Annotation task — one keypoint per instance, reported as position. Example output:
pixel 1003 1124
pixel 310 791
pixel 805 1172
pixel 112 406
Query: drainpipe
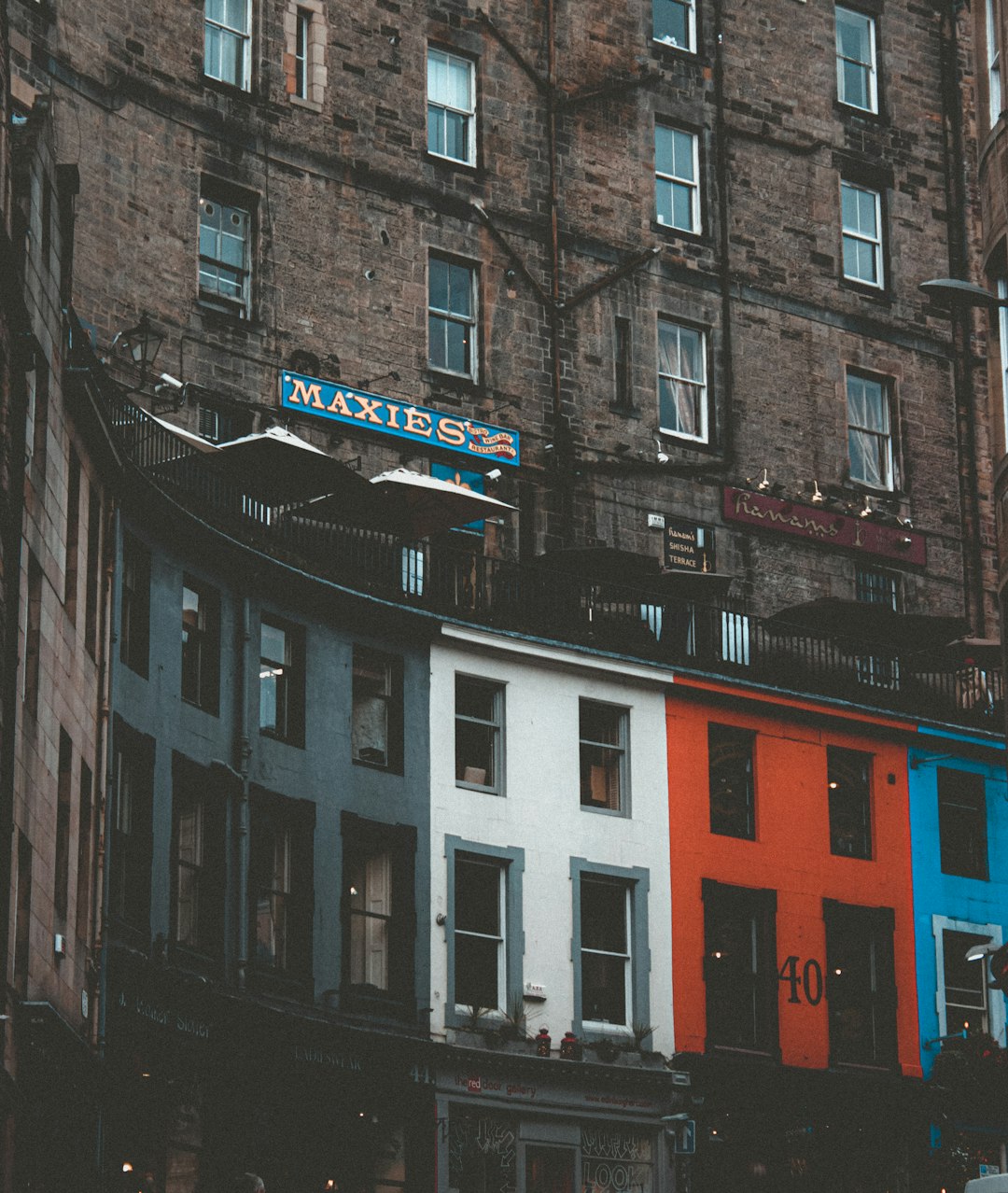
pixel 104 802
pixel 963 357
pixel 244 751
pixel 724 265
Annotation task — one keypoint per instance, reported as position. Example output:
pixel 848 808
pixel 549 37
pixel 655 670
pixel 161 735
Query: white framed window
pixel 451 106
pixel 960 986
pixel 861 219
pixel 224 253
pixel 606 961
pixel 870 430
pixel 682 381
pixel 603 743
pixel 480 927
pixel 674 22
pixel 678 178
pixel 994 87
pixel 451 316
pixel 857 84
pixel 479 730
pixel 304 61
pixel 227 42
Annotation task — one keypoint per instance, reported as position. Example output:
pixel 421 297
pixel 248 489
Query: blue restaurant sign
pixel 388 415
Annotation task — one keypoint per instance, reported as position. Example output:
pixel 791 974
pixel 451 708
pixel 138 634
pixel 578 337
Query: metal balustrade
pixel 713 638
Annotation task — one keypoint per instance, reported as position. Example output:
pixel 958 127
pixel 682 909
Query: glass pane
pixel 856 85
pixel 682 154
pixel 436 129
pixel 477 901
pixel 460 291
pixel 603 915
pixel 457 347
pixel 600 723
pixel 458 84
pixel 455 136
pixel 670 22
pixel 437 347
pixel 438 284
pixel 437 77
pixel 664 201
pixel 474 753
pixel 476 971
pixel 604 988
pixel 681 206
pixel 474 698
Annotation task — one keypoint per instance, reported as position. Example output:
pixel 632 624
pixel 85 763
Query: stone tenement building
pixel 677 246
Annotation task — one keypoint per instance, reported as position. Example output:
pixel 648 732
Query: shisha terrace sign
pixel 390 416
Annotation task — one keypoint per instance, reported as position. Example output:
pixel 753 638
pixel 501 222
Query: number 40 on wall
pixel 809 981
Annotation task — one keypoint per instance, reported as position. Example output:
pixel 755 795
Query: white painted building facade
pixel 550 900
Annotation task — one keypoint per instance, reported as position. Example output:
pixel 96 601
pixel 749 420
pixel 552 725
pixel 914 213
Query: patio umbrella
pixel 280 467
pixel 417 505
pixel 870 623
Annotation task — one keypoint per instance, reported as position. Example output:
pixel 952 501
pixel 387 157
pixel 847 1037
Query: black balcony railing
pixel 713 638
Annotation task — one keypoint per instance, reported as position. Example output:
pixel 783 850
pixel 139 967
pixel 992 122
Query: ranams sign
pixel 388 415
pixel 824 526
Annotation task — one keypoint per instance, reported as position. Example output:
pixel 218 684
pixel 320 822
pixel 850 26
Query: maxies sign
pixel 390 416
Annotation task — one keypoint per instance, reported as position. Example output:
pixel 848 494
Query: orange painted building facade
pixel 791 855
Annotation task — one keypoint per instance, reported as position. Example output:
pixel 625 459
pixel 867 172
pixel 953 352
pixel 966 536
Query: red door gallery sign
pixel 824 526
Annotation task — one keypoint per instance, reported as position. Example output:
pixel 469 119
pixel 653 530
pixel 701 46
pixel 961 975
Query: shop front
pixel 511 1124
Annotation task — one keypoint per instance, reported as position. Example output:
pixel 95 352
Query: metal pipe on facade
pixel 114 556
pixel 244 832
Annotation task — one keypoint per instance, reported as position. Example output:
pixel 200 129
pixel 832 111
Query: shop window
pixel 451 316
pixel 678 178
pixel 378 915
pixel 740 969
pixel 479 730
pixel 484 928
pixel 870 442
pixel 304 63
pixel 282 681
pixel 604 733
pixel 674 22
pixel 61 875
pixel 730 780
pixel 861 219
pixel 861 984
pixel 224 251
pixel 280 884
pixel 849 786
pixel 135 606
pixel 227 46
pixel 682 382
pixel 377 712
pixel 611 1149
pixel 198 810
pixel 451 106
pixel 856 60
pixel 130 853
pixel 201 675
pixel 611 952
pixel 961 822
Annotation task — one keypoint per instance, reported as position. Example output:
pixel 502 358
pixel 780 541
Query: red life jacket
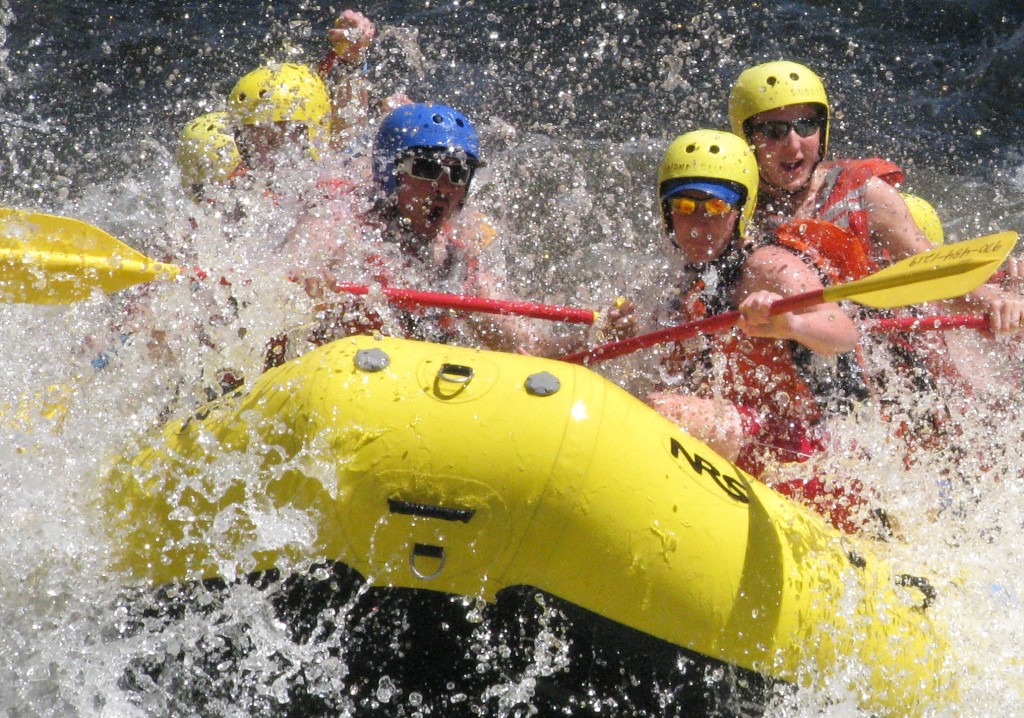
pixel 772 381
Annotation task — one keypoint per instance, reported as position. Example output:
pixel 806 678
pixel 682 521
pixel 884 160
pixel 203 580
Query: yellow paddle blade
pixel 943 272
pixel 45 259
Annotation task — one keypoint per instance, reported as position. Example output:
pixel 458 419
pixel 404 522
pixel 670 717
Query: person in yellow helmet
pixel 926 218
pixel 278 107
pixel 206 152
pixel 782 110
pixel 728 390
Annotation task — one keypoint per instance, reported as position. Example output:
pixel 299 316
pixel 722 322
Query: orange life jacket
pixel 844 194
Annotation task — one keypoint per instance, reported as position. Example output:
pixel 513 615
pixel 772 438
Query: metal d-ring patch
pixel 542 384
pixel 426 551
pixel 456 373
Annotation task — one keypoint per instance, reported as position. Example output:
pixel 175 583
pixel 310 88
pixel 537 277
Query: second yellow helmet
pixel 282 92
pixel 712 156
pixel 775 85
pixel 206 151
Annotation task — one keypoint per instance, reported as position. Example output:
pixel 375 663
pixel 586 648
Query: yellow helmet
pixel 775 85
pixel 713 156
pixel 206 151
pixel 926 217
pixel 282 92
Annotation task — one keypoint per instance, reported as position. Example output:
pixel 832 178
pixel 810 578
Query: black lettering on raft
pixel 730 484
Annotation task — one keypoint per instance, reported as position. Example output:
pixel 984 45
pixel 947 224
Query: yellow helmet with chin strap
pixel 926 217
pixel 206 151
pixel 775 85
pixel 710 157
pixel 282 92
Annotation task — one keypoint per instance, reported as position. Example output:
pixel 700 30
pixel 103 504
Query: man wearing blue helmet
pixel 424 158
pixel 410 228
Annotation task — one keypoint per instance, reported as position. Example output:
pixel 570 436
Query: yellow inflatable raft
pixel 469 472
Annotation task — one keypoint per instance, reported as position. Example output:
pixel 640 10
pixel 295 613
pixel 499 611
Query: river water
pixel 576 101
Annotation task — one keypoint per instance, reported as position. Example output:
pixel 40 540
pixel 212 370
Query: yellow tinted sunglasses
pixel 713 206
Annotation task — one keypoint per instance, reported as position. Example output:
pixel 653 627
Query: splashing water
pixel 576 103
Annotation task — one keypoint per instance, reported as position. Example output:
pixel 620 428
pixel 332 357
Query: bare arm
pixel 773 272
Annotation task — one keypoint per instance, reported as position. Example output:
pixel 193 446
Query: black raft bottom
pixel 324 643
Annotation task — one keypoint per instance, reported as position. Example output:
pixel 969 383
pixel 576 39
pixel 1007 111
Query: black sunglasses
pixel 431 168
pixel 777 129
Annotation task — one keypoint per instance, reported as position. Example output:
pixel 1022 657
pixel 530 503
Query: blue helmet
pixel 421 127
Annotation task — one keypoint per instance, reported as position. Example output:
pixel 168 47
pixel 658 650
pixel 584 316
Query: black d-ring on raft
pixel 922 584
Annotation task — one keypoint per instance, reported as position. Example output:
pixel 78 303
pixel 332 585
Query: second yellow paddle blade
pixel 943 272
pixel 45 259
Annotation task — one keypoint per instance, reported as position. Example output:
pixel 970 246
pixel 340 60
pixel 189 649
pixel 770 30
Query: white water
pixel 60 652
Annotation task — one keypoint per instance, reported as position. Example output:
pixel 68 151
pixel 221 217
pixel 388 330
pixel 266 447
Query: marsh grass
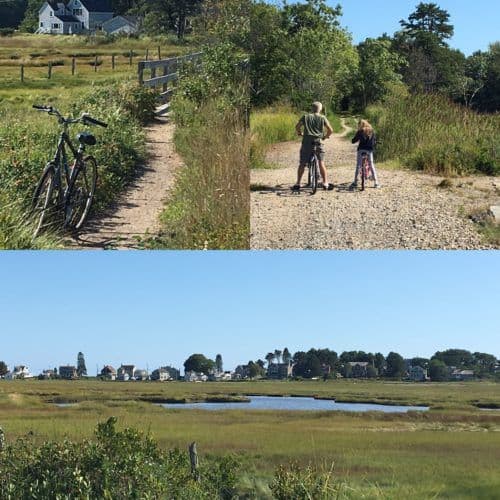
pixel 432 134
pixel 449 452
pixel 209 206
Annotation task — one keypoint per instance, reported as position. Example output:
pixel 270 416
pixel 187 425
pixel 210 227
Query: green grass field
pixel 34 52
pixel 451 451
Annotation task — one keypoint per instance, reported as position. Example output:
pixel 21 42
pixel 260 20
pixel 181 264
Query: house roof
pixel 97 5
pixel 68 19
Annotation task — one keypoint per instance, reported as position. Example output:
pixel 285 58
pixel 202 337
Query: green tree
pixel 395 365
pixel 438 371
pixel 428 21
pixel 198 363
pixel 81 369
pixel 378 70
pixel 218 363
pixel 269 358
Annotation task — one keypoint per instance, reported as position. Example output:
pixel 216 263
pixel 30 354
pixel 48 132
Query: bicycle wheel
pixel 314 171
pixel 45 206
pixel 81 193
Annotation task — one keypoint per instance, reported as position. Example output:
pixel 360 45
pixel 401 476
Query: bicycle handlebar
pixel 85 118
pixel 89 119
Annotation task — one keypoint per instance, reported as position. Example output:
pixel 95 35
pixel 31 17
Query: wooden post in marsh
pixel 193 457
pixel 140 72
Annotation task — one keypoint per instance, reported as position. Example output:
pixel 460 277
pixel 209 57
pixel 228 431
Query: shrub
pixel 298 483
pixel 116 464
pixel 430 133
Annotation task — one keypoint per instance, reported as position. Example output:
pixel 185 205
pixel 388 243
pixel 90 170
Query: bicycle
pixel 64 193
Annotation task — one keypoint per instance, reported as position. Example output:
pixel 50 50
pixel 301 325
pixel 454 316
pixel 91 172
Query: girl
pixel 367 140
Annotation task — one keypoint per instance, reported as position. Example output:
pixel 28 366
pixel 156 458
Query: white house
pixel 20 371
pixel 75 16
pixel 122 25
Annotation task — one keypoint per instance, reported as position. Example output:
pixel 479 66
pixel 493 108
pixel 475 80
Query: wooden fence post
pixel 140 72
pixel 193 456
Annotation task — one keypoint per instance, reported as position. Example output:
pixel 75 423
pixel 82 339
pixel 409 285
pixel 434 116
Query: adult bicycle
pixel 65 192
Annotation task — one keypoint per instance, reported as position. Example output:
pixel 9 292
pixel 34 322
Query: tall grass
pixel 209 207
pixel 430 133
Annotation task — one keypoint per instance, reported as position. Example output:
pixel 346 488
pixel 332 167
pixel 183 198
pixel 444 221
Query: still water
pixel 294 404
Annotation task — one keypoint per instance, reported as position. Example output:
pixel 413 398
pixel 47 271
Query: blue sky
pixel 157 308
pixel 476 23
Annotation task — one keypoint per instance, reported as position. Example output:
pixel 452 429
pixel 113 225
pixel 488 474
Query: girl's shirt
pixel 365 143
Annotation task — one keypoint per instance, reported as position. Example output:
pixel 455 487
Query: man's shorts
pixel 307 149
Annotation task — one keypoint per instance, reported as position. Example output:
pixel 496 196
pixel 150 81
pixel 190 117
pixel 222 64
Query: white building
pixel 73 17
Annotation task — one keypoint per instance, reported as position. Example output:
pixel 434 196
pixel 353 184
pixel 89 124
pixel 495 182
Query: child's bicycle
pixel 64 193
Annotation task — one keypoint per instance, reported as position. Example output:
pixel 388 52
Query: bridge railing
pixel 164 72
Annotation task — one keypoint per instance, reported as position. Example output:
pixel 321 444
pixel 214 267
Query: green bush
pixel 430 133
pixel 116 464
pixel 295 482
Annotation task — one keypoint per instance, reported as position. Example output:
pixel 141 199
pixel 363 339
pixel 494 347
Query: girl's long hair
pixel 365 127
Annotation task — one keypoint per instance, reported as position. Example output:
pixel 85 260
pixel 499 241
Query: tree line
pixel 301 53
pixel 317 363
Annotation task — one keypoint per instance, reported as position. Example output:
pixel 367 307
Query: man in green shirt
pixel 312 128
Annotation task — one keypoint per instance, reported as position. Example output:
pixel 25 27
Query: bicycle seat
pixel 86 138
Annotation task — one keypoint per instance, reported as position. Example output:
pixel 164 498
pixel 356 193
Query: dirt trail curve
pixel 136 212
pixel 408 212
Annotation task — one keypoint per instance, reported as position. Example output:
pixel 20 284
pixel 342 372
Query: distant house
pixel 140 374
pixel 47 374
pixel 417 374
pixel 122 25
pixel 462 375
pixel 195 377
pixel 19 372
pixel 108 372
pixel 359 369
pixel 73 17
pixel 280 370
pixel 68 372
pixel 126 370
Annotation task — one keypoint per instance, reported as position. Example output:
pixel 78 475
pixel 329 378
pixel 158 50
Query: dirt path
pixel 136 212
pixel 408 212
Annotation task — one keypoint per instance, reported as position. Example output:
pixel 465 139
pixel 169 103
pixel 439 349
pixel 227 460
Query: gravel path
pixel 136 212
pixel 408 212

⁂

• _Exercise description_: With the line that has "pixel 848 808" as the first and the line that has "pixel 85 763" as the last, repeat exactly that run of lines above and no more.

• _Answer to this problem_:
pixel 848 808
pixel 549 37
pixel 655 670
pixel 161 735
Query: white framed window
pixel 451 106
pixel 960 986
pixel 861 219
pixel 224 253
pixel 606 961
pixel 870 430
pixel 682 381
pixel 603 743
pixel 480 927
pixel 674 22
pixel 678 178
pixel 994 87
pixel 451 316
pixel 857 84
pixel 479 730
pixel 304 61
pixel 227 42
Annotation task — one keypoint per instance, reported as position. Example output:
pixel 421 297
pixel 248 489
Query: blue restaurant sign
pixel 388 415
Annotation task — one keypoint per instance, reported as position. Example output:
pixel 791 974
pixel 451 708
pixel 138 634
pixel 578 337
Query: metal balustrade
pixel 713 638
Annotation task — one keypoint per instance, reported as position. Example output:
pixel 958 127
pixel 682 909
Query: glass pane
pixel 856 85
pixel 682 154
pixel 436 129
pixel 477 901
pixel 460 291
pixel 603 915
pixel 457 347
pixel 600 723
pixel 458 84
pixel 455 136
pixel 670 22
pixel 437 347
pixel 438 284
pixel 437 77
pixel 664 201
pixel 474 753
pixel 476 971
pixel 604 988
pixel 681 206
pixel 474 698
Annotation task — one keypoint per instance, reported as position. Example output:
pixel 632 624
pixel 85 763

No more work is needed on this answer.